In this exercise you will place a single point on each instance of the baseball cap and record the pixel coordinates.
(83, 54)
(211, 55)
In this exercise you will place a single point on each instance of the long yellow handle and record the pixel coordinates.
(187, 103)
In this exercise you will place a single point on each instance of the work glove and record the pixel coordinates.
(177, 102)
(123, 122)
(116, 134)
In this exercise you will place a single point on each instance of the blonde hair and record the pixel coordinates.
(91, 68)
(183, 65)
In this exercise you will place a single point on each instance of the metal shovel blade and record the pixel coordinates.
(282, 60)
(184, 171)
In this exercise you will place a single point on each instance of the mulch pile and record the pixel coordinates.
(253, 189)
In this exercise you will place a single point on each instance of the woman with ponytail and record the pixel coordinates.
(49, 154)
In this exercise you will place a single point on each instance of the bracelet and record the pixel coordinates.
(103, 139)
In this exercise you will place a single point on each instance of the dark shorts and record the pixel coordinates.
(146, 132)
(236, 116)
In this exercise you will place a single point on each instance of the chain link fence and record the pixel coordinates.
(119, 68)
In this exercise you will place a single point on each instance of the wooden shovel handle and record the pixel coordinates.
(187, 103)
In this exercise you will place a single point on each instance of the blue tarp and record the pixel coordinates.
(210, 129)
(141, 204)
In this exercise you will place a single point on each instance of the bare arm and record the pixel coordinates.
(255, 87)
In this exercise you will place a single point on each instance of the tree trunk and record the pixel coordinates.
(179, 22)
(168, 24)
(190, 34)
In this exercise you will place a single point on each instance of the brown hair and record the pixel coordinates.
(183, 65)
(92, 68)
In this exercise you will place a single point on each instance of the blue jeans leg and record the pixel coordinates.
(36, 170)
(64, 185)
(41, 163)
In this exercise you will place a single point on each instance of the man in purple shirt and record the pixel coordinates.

Instruction
Update the data above by putting "x and y values" wherever "pixel coordinates" appears, and keep everything else the same.

Problem solution
In this exercise you will place a single point on each instance of the baseball cap and record the x and y values.
(83, 54)
(211, 55)
In this exercise you will place a single point on each instance of the long yellow handle and record the x and y values.
(187, 103)
In this exercise you will place a single point on each instance of the work glove and record the x and y values.
(177, 102)
(123, 122)
(116, 134)
In this exercise you will place a single point on each instance of the blonde hair and record the x and y values.
(91, 68)
(183, 65)
In this exercise you will place a single point on each instance of the metal shovel blade and record the x and y values.
(282, 60)
(184, 171)
In this exercise you will place a single point on each instance of the mulch pile and record the x and y values.
(253, 189)
In this exercise you will place a single point on each instance of the woman with ponytail and record the x and y values.
(49, 154)
In this exercise you will place a single point on each instance of the bracelet and record the x and y values.
(103, 139)
In this exercise you will place a single point on each instance of the dark shorts and record the x and y values.
(146, 132)
(236, 116)
In this exercise you will place a single point on each instance of the chain link fence and record the x and y values.
(119, 68)
In this exercise you will place a single point on each instance of the wooden shovel handle and record the x and y values.
(187, 103)
In this exercise you will place a single point on each instance of the blue tarp and record the x and y values.
(210, 129)
(141, 204)
In this exercise you will place a single point on each instance of the bare arm and record the x and y values.
(255, 87)
In this exercise you will place a single point on each instance of the tree trunk and record the x and y values.
(179, 22)
(168, 24)
(190, 34)
In this exercise you will place a single point on each instance of the brown hair and record the x and y values.
(183, 65)
(92, 68)
In this exercise you will place a single point on each instance of the blue jeans leg and record the x and y values.
(36, 170)
(64, 185)
(41, 163)
In this exercise you will place a single point on each instance of the man in purple shirt and record the x and y values.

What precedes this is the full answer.